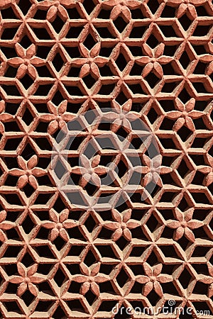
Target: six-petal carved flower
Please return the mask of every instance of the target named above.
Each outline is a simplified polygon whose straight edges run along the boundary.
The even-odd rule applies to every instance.
[[[51,101],[48,103],[48,108],[51,114],[43,114],[40,119],[44,121],[50,121],[48,128],[49,134],[53,134],[58,129],[62,129],[69,121],[72,121],[74,116],[66,113],[67,101],[62,101],[56,107]]]
[[[207,174],[204,179],[204,183],[207,186],[213,183],[213,158],[209,154],[207,154],[207,158],[209,166],[200,165],[197,167],[199,172],[203,174]]]
[[[154,289],[160,297],[163,297],[163,292],[160,284],[173,281],[173,276],[161,274],[163,265],[158,264],[151,267],[147,262],[143,264],[145,275],[137,276],[136,281],[145,284],[143,294],[146,296]]]
[[[6,211],[0,211],[0,240],[4,242],[6,240],[6,236],[4,230],[8,230],[14,227],[14,223],[9,221],[5,220],[6,217]]]
[[[10,282],[12,284],[19,284],[17,289],[17,295],[20,296],[23,295],[27,289],[29,289],[33,295],[37,296],[38,290],[35,284],[40,284],[45,280],[41,275],[38,276],[38,275],[36,274],[38,269],[38,264],[34,264],[27,269],[23,264],[18,262],[17,269],[20,276],[13,276],[12,278],[10,279]]]
[[[83,43],[80,43],[80,49],[84,57],[75,59],[73,61],[74,65],[82,67],[80,77],[84,77],[91,73],[96,78],[99,78],[100,77],[99,67],[103,67],[108,62],[106,57],[98,56],[101,50],[101,43],[97,43],[90,51]]]
[[[5,101],[1,100],[0,101],[0,133],[3,134],[4,133],[4,123],[9,120],[11,120],[13,116],[8,113],[5,113]]]
[[[123,236],[127,240],[131,240],[130,229],[139,227],[141,224],[138,220],[131,220],[131,209],[127,209],[122,213],[119,213],[116,209],[111,210],[111,215],[114,221],[107,221],[104,223],[104,226],[110,230],[114,230],[112,240],[118,240]]]
[[[203,284],[210,285],[208,289],[208,296],[212,298],[213,296],[213,267],[208,264],[208,269],[210,276],[206,276],[202,274],[199,274],[198,281],[201,281]]]
[[[195,124],[192,119],[199,118],[203,116],[203,112],[194,110],[195,99],[192,98],[184,104],[179,99],[176,99],[176,106],[178,111],[168,112],[166,116],[171,119],[177,120],[173,129],[175,131],[180,130],[183,125],[185,125],[192,131],[195,130]]]
[[[35,57],[36,48],[33,43],[27,49],[24,49],[19,43],[15,45],[15,47],[18,57],[12,57],[8,60],[9,65],[13,67],[18,67],[16,77],[19,79],[23,77],[26,72],[33,78],[38,77],[36,67],[39,67],[45,64],[45,60],[40,57]]]
[[[158,155],[153,158],[150,158],[145,154],[143,160],[146,166],[136,166],[133,168],[134,172],[145,174],[143,177],[143,186],[146,187],[151,181],[155,183],[160,186],[163,186],[160,174],[167,174],[171,172],[172,169],[165,166],[162,166],[162,155]]]
[[[100,155],[97,155],[89,160],[84,154],[82,154],[80,159],[82,166],[73,167],[72,173],[82,175],[80,183],[81,186],[84,187],[90,181],[99,187],[101,179],[99,175],[103,175],[107,172],[107,169],[104,166],[99,165]]]
[[[163,55],[164,47],[164,43],[160,43],[155,49],[151,49],[146,43],[143,45],[143,48],[148,56],[136,59],[137,62],[146,65],[142,72],[143,77],[146,77],[152,70],[160,78],[163,76],[163,71],[160,65],[169,63],[173,60],[170,57]]]
[[[18,187],[22,189],[27,183],[29,183],[33,189],[38,188],[38,184],[35,177],[39,177],[46,174],[45,169],[36,167],[38,160],[36,155],[32,156],[28,162],[21,156],[18,156],[18,163],[21,169],[15,168],[10,170],[11,175],[19,177],[17,182]]]
[[[121,126],[123,126],[124,128],[128,130],[131,130],[131,123],[139,117],[138,113],[130,112],[132,101],[128,100],[122,107],[116,101],[112,101],[112,105],[115,111],[106,113],[106,118],[112,121],[111,128],[112,132],[116,132]]]
[[[178,220],[169,220],[166,222],[166,225],[170,228],[175,228],[174,233],[174,240],[180,240],[183,235],[190,241],[195,242],[195,237],[192,229],[198,228],[203,226],[203,222],[192,219],[194,208],[189,208],[187,211],[182,213],[179,208],[175,210],[175,218]]]
[[[50,240],[53,242],[59,235],[64,240],[69,240],[70,237],[66,229],[72,228],[77,225],[75,220],[67,219],[69,210],[65,208],[58,214],[53,208],[51,208],[49,214],[50,220],[44,221],[42,223],[42,226],[51,230]]]
[[[107,281],[109,279],[109,276],[104,274],[98,274],[100,265],[101,264],[97,262],[89,268],[84,263],[80,264],[80,269],[83,274],[73,276],[72,280],[82,284],[80,291],[82,295],[87,293],[90,289],[96,296],[99,296],[100,291],[98,284]]]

■ Exercise: Copy every line of the entries above word for word, leaving out the pictures.

■ Written reply:
Target: six-petal carved flower
Please return the mask of every instance of the target named above.
Each outline is a simplified polygon whose straight edges run along the boundary.
The even-odd rule applies to every instance.
[[[51,101],[48,103],[48,108],[51,114],[43,114],[40,119],[44,121],[50,121],[48,128],[49,134],[53,134],[58,129],[62,129],[69,121],[72,121],[74,116],[66,113],[67,101],[62,101],[56,107]]]
[[[207,174],[204,179],[204,183],[207,186],[213,183],[213,158],[209,154],[207,154],[207,158],[209,166],[200,165],[197,167],[199,172],[203,174]]]
[[[154,289],[160,297],[163,297],[163,292],[160,284],[173,281],[173,276],[161,274],[163,265],[158,264],[151,267],[147,262],[143,264],[145,275],[137,276],[136,281],[145,284],[143,294],[146,296]]]
[[[6,211],[0,211],[0,240],[4,242],[6,240],[6,236],[4,230],[8,230],[14,227],[14,223],[9,221],[5,220],[6,217]]]
[[[10,282],[12,284],[19,284],[17,289],[17,295],[20,296],[23,295],[27,289],[29,289],[33,295],[37,296],[38,290],[35,284],[40,284],[45,280],[41,275],[38,276],[38,275],[36,274],[38,269],[38,264],[34,264],[27,269],[23,264],[18,262],[17,269],[20,276],[13,276],[12,278],[10,279]]]
[[[83,43],[80,43],[80,49],[84,57],[75,59],[73,61],[74,65],[82,67],[80,77],[84,77],[91,73],[96,78],[99,78],[100,77],[99,67],[103,67],[108,62],[106,57],[98,56],[101,50],[101,43],[97,43],[90,51]]]
[[[5,101],[1,100],[0,101],[0,133],[3,134],[4,133],[4,123],[9,120],[11,120],[13,116],[8,113],[5,113]]]
[[[123,236],[127,240],[131,240],[130,229],[139,227],[141,224],[138,220],[131,220],[131,209],[127,209],[122,213],[119,213],[116,209],[111,210],[111,215],[114,221],[107,221],[104,223],[104,226],[110,230],[114,230],[112,240],[118,240]]]
[[[203,284],[210,285],[208,289],[208,296],[212,298],[213,296],[213,267],[208,264],[208,269],[210,276],[206,276],[202,274],[199,274],[198,281],[201,281]]]
[[[195,124],[192,119],[199,118],[203,116],[203,112],[194,110],[195,99],[192,98],[184,104],[179,99],[176,99],[176,106],[178,111],[168,112],[166,116],[171,119],[177,120],[173,129],[175,131],[180,130],[183,125],[185,125],[192,131],[195,130]]]
[[[35,57],[36,48],[33,43],[27,49],[24,49],[19,43],[15,45],[15,47],[18,57],[12,57],[8,60],[9,65],[13,67],[18,67],[16,77],[19,79],[23,77],[26,72],[33,78],[38,77],[36,67],[39,67],[45,64],[45,60],[40,57]]]
[[[158,155],[153,158],[150,158],[145,154],[143,160],[146,166],[136,166],[133,168],[134,172],[145,174],[143,177],[143,186],[146,187],[151,181],[155,183],[160,186],[163,186],[160,174],[167,174],[171,172],[172,169],[165,166],[162,166],[162,155]]]
[[[100,155],[97,155],[89,160],[84,154],[82,154],[80,159],[82,166],[73,167],[72,173],[82,175],[80,183],[81,186],[84,187],[90,181],[99,187],[101,179],[99,175],[103,175],[107,172],[107,169],[104,166],[99,165]]]
[[[163,55],[164,47],[164,43],[160,43],[155,49],[151,49],[146,43],[143,45],[143,48],[148,56],[136,59],[137,62],[146,65],[142,72],[143,77],[146,77],[152,70],[160,78],[163,76],[163,71],[160,65],[169,63],[173,60],[170,57]]]
[[[18,187],[22,189],[27,183],[29,183],[33,189],[38,188],[38,184],[35,177],[39,177],[46,174],[45,169],[36,167],[38,160],[36,155],[32,156],[28,162],[21,156],[18,156],[18,163],[21,169],[15,168],[10,170],[11,175],[19,177],[17,182]]]
[[[121,126],[123,126],[124,128],[128,130],[131,130],[131,123],[139,117],[138,113],[130,112],[132,101],[128,100],[122,107],[116,101],[112,101],[112,105],[115,111],[106,113],[106,118],[112,121],[111,128],[112,132],[116,132]]]
[[[178,220],[169,220],[166,222],[166,225],[170,228],[175,228],[174,233],[174,240],[180,240],[183,235],[190,241],[195,242],[195,237],[192,229],[198,228],[203,226],[203,222],[192,219],[194,208],[189,208],[187,211],[182,213],[179,208],[175,210],[175,218]]]
[[[50,240],[53,242],[59,235],[64,240],[69,240],[70,237],[66,229],[72,228],[77,225],[75,220],[67,219],[69,210],[65,208],[58,214],[53,208],[51,208],[49,214],[50,220],[44,221],[42,223],[42,226],[51,230]]]
[[[107,281],[109,279],[109,276],[104,274],[98,274],[100,265],[101,264],[97,262],[89,268],[84,263],[80,264],[80,269],[83,274],[73,276],[72,280],[82,284],[80,291],[82,295],[87,293],[90,289],[96,296],[99,296],[100,291],[98,284]]]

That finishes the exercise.